_Dataset records_
☆ ☆ ☆ ☆ ☆ ☆ ☆

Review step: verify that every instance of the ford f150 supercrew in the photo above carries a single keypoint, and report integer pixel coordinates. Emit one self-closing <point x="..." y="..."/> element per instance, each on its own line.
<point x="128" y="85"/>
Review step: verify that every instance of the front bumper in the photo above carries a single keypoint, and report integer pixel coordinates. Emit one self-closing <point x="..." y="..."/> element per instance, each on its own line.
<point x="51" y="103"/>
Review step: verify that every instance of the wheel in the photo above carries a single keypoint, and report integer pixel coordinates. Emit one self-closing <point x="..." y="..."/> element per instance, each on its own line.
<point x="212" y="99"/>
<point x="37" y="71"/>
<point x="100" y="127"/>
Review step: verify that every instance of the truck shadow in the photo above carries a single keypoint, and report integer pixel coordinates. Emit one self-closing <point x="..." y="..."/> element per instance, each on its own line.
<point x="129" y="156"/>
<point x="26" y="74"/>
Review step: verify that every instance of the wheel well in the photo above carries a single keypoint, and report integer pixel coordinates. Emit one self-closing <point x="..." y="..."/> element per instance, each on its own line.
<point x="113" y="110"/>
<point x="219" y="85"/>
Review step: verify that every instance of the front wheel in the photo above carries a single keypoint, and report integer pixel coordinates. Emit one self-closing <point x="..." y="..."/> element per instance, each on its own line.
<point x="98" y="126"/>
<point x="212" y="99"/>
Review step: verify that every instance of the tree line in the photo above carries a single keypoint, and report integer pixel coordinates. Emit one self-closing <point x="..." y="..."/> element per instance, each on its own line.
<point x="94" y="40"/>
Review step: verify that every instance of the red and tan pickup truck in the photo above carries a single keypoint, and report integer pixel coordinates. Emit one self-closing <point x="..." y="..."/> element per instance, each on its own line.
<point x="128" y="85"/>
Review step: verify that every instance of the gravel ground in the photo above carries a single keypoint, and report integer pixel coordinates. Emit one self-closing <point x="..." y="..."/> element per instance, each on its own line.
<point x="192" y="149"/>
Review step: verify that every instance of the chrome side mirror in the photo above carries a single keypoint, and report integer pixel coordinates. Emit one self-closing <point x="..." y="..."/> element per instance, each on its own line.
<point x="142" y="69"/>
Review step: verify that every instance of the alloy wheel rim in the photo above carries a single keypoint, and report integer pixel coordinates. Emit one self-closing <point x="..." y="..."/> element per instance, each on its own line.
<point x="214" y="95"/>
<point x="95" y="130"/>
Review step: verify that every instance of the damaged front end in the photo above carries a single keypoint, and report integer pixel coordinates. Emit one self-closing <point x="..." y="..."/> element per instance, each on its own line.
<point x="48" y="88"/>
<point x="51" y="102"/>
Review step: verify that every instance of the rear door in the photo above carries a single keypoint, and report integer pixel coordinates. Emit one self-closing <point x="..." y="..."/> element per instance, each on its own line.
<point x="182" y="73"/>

☆ ☆ ☆ ☆ ☆ ☆ ☆

_Instructions to follow_
Print every record exactly as it was given.

_Result for this task_
Review step: verify that every instance of the ford f150 supercrew in the photo above carries a single keypoint, and report integer pixel coordinates. Emit one self-closing <point x="..." y="..."/> element per instance, each on its own line.
<point x="128" y="85"/>
Review step: verify that every instance of the front bumper in the photo above carries a single keypoint, and report integer pixel coordinates. Emit one self-closing <point x="..." y="..."/> element per instance, each on its own line.
<point x="51" y="103"/>
Review step: verify that every instance of the wheel in the photo above carries a single keypoint, and report integer pixel coordinates. Emit one self-closing <point x="..." y="..."/> element per instance, each on its own line.
<point x="212" y="99"/>
<point x="37" y="71"/>
<point x="100" y="127"/>
Review step: verify that every instance of the truck shadow in the photo above carries a single keypoint, and report integer pixel coordinates. Emit one self-closing <point x="..." y="..."/> element per instance, each on its own line.
<point x="129" y="156"/>
<point x="26" y="74"/>
Review step: verify that every instance of the wheel well in the photo above carries a single keypoint, and report integer pixel coordinates. Emit one self-closing <point x="..." y="..."/> element per instance, each on its own line.
<point x="113" y="110"/>
<point x="219" y="85"/>
Review step: verify that every instance of the front wheel in the photo above carries a single keypoint, and report integer pixel coordinates. Emit one self-closing <point x="..." y="..."/> element per instance, each on its own line.
<point x="98" y="126"/>
<point x="212" y="99"/>
Review step: verify that every instance of the tree line in the photo above carries a single keypoint, and report integer pixel coordinates. Emit one self-closing <point x="..." y="..."/> element per instance, each on its own line.
<point x="94" y="40"/>
Review step: verify that every instance of the red and tan pickup truck in the photo above carries a single keypoint, and report integer pixel coordinates. Emit one self-closing <point x="..." y="..."/> element per instance, each on its own line.
<point x="128" y="85"/>
Review step: verify that every instance of the gravel ground in the photo above carries a single keypoint, and report integer pixel coordinates. Emit one self-closing <point x="..." y="..."/> element per instance, each on its own line.
<point x="192" y="149"/>
Review step: verify that every instance of the chrome side mirror in the photo above carries a single keypoint, and report integer pixel coordinates. Emit one self-closing <point x="..." y="..."/> element per instance, each on its own line.
<point x="142" y="69"/>
Review step: verify that every instance of the alloy wheel rim in the photo above carries a single keypoint, and report integer pixel coordinates. Emit one self-closing <point x="..." y="..."/> element per instance, each on its own line.
<point x="214" y="95"/>
<point x="95" y="130"/>
Review step: verify that every instance of the damaged front end in the photo above carries a single keypoint, and report integer pixel coordinates. Emit one self-closing <point x="..." y="..."/> element per instance, each on its own line.
<point x="48" y="88"/>
<point x="51" y="102"/>
Review step: verify that every instance of the rear door in the photo above carries a single keypoint, and report integer pixel coordinates. Emit one self-closing <point x="..." y="..."/> element per instance, each on its own line.
<point x="182" y="73"/>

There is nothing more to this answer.